- _Your objective_:
Copy the material below, replacing every "bounding box" with "rectangle" and leaving everything else unchanged. Leave the pictures out.

- _Records for this task_:
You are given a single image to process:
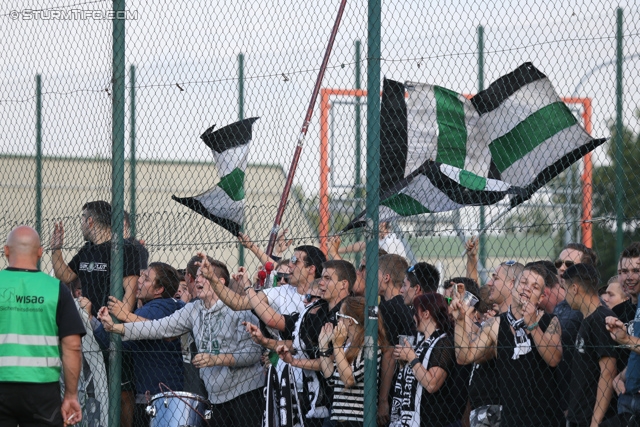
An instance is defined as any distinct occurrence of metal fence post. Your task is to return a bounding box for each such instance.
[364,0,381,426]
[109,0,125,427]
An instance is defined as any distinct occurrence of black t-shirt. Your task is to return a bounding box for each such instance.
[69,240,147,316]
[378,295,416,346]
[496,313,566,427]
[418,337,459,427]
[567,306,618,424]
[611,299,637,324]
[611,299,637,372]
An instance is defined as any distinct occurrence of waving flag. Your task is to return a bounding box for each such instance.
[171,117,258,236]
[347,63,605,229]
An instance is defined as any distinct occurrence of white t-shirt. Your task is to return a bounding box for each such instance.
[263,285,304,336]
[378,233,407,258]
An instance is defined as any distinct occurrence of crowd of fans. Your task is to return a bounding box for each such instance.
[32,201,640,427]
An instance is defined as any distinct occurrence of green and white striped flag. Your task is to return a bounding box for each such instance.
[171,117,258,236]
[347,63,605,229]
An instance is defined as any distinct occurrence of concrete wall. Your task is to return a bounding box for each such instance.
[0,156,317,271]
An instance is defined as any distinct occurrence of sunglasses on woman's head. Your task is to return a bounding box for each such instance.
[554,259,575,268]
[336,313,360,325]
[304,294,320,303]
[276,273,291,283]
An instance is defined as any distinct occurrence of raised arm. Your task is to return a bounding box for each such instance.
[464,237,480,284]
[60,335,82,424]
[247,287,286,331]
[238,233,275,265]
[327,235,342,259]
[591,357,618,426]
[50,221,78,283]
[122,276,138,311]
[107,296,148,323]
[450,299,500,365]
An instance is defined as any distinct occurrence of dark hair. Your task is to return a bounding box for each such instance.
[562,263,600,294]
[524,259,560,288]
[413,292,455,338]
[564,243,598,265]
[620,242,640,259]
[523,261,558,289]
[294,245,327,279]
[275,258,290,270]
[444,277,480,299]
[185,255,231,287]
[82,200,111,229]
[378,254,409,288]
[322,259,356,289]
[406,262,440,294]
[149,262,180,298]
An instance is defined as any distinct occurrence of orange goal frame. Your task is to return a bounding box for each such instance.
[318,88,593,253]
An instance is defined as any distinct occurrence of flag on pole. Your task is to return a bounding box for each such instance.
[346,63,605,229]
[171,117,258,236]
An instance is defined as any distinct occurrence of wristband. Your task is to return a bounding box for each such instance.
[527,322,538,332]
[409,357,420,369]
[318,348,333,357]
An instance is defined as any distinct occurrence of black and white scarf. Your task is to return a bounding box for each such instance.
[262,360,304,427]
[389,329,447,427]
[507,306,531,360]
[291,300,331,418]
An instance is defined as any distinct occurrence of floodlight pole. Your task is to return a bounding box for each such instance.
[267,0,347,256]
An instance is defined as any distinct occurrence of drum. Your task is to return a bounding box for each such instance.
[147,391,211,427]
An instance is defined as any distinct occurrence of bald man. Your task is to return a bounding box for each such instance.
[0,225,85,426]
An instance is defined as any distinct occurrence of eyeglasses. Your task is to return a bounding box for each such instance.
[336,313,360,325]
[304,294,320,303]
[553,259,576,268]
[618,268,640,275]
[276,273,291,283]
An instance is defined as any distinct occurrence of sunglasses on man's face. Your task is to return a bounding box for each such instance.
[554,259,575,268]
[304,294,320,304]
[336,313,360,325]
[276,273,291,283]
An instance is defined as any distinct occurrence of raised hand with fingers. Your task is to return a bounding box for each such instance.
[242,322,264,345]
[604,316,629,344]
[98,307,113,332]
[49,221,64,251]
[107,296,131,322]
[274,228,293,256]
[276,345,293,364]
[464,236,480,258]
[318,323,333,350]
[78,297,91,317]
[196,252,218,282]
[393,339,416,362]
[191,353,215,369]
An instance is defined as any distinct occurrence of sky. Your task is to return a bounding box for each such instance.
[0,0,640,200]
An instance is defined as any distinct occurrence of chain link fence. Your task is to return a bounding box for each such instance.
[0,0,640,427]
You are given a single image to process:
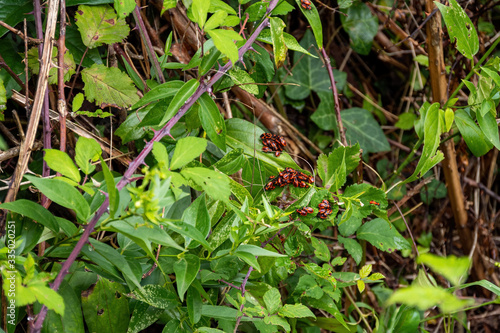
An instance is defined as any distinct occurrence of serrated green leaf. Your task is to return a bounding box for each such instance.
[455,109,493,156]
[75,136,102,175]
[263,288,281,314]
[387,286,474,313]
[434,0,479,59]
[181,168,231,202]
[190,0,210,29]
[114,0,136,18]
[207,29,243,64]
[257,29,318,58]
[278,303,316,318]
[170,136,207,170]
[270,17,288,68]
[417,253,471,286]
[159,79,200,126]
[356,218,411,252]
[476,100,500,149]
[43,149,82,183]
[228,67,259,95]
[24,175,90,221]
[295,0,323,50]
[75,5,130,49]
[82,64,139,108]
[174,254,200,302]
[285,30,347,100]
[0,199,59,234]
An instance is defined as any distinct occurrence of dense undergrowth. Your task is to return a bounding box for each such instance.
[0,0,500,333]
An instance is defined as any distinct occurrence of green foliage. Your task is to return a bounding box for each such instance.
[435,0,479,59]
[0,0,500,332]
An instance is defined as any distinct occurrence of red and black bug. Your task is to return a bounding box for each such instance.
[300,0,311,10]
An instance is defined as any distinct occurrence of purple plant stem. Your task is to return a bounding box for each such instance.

- _Finished task_:
You are given a single image to process:
An instance is defined as any distinct occurrence of metal fence post. Your task is to return a rectangle for each such instance.
[364,0,381,426]
[109,0,125,427]
An instance is defined as any distinct occurrence of black t-shirt. Your task is to return a rectangle for each such instance.
[69,240,147,316]
[378,295,416,346]
[496,313,566,427]
[418,337,459,427]
[567,306,618,424]
[611,299,637,324]
[611,299,637,372]
An instance is defined as any distinct occurrence of waving flag. Your task is to return a rectangle for each such instance.
[171,117,258,236]
[347,63,605,229]
An instance is defined as any distinct occurrence of white t-shirt. Your task is to return a rectangle for each such instance.
[263,285,304,336]
[378,233,407,258]
An instance is defined as any distinct occurrence of crowd of fans. Your task is to return a rectangle for each such instance.
[32,201,640,427]
An instance is defined as any distinct occurrence of green and white striped flag. Your task is to return a rectangle for each such instance.
[171,117,258,236]
[347,63,605,229]
An instance is defined as any distinct occurrence of concrete wall. Your task is to return a rectangle for each such instance.
[0,156,317,271]
An instance is defined as any distinct occurrence of sunglasses on woman's head. Your task is to return a rectangle for each such instance.
[554,259,575,268]
[336,313,360,325]
[304,294,320,303]
[276,273,291,283]
An instance is defined as any distinct occurrence of raised arm. Your task is to return a rectangle for each such instance.
[464,237,480,284]
[60,335,82,424]
[247,287,286,331]
[238,233,275,265]
[327,235,342,259]
[591,357,618,426]
[50,221,78,283]
[122,276,138,311]
[107,296,148,323]
[450,299,500,365]
An instance is defined as any distinct occurrence of dark hair. Your task is to return a rectangle for each such instance.
[562,263,600,294]
[524,259,560,288]
[413,292,455,338]
[564,243,598,265]
[620,242,640,259]
[523,261,558,289]
[294,245,327,279]
[275,258,290,270]
[444,277,480,299]
[185,255,231,287]
[82,200,111,229]
[378,254,409,288]
[322,259,356,289]
[406,262,440,294]
[149,262,180,298]
An instance is defined as any distinct occurrence of orange goal frame. Your task is to return a rectangle for each such instance.
[318,88,593,253]
An instance is defined as any distinct occurrence of flag on pole. Your task is to return a rectangle for each such instance.
[346,63,605,229]
[171,117,258,236]
An instance is defined as any distinct occurrence of wristband. Your task is to return a rectangle for each such instance.
[527,322,538,332]
[409,357,420,369]
[318,348,333,357]
An instance is defined as any distinct occurrence of black and white scarf. Your task is to return a rectangle for each such instance.
[262,360,304,427]
[389,329,447,427]
[507,306,531,360]
[291,300,331,418]
An instance is defined as any distinct occurrence of floodlight pole. Your task is to return a rectangle for each such instance.
[267,0,347,256]
An instance is defined as any distinct occurrence of drum. Your task is to return a rectangle for each such instance.
[147,391,211,427]
An instance is defined as any distinct occurrence of bald man. Your task is to return a rectangle for each such instance.
[0,225,85,426]
An instance is defined as any distinct occurrence of eyeglasses. Your task is to return a rectangle for each such instance.
[336,313,360,325]
[304,294,320,303]
[553,259,576,268]
[618,268,640,275]
[276,273,291,283]
An instance is defined as any distinct occurrence of sunglasses on man's face. Your task is to return a rectangle for each such instance.
[554,259,575,268]
[304,294,320,304]
[336,313,360,325]
[276,273,291,283]
An instance is defined as any distinct occurrence of raised hand with fingers. Your task is to return a rectangle for each such instance.
[242,322,264,345]
[604,316,629,344]
[98,307,113,332]
[49,221,64,251]
[107,296,131,322]
[274,228,293,256]
[276,345,293,364]
[464,236,480,258]
[318,323,333,350]
[78,297,91,317]
[196,252,218,282]
[393,339,416,362]
[191,353,215,369]
An instance is defined as any distinct occurrence of sky. Your task is to return a rectangle for each such instance.
[0,0,640,200]
An instance is defined as any distinct occurrence of chain link fence. Your task is to return a rectangle for each such instance.
[0,0,640,427]
You are given a single image to process:
An instance is defined as any distinct occurrence of serrated green leaf. Your task is to return a rectangle for each such instance.
[455,109,493,156]
[75,136,102,175]
[263,288,281,314]
[387,286,474,313]
[434,0,479,59]
[181,168,231,202]
[190,0,210,29]
[114,0,136,18]
[207,29,243,64]
[257,29,318,58]
[278,303,316,318]
[170,136,207,170]
[270,17,288,68]
[417,253,471,286]
[159,79,200,126]
[356,218,411,252]
[476,100,500,149]
[43,149,82,183]
[228,67,259,95]
[24,175,90,221]
[295,0,323,50]
[75,5,130,49]
[82,64,139,108]
[174,254,200,302]
[285,30,347,100]
[0,199,59,234]
An instance is defined as any distinct occurrence of dense undergrowth. Your task is to return a rectangle for each such instance.
[0,0,500,333]
An instance is defined as any distinct occurrence of green foliage. Your task is to return a rectangle for each such instance.
[435,0,479,59]
[0,0,500,332]
An instance is defined as any distinct occurrence of red and black bug. Your task is to return a rectangle for each such instance.
[300,0,311,10]
An instance is defined as any distinct occurrence of purple plant stem. Your task is to return a rectangle for each such instance.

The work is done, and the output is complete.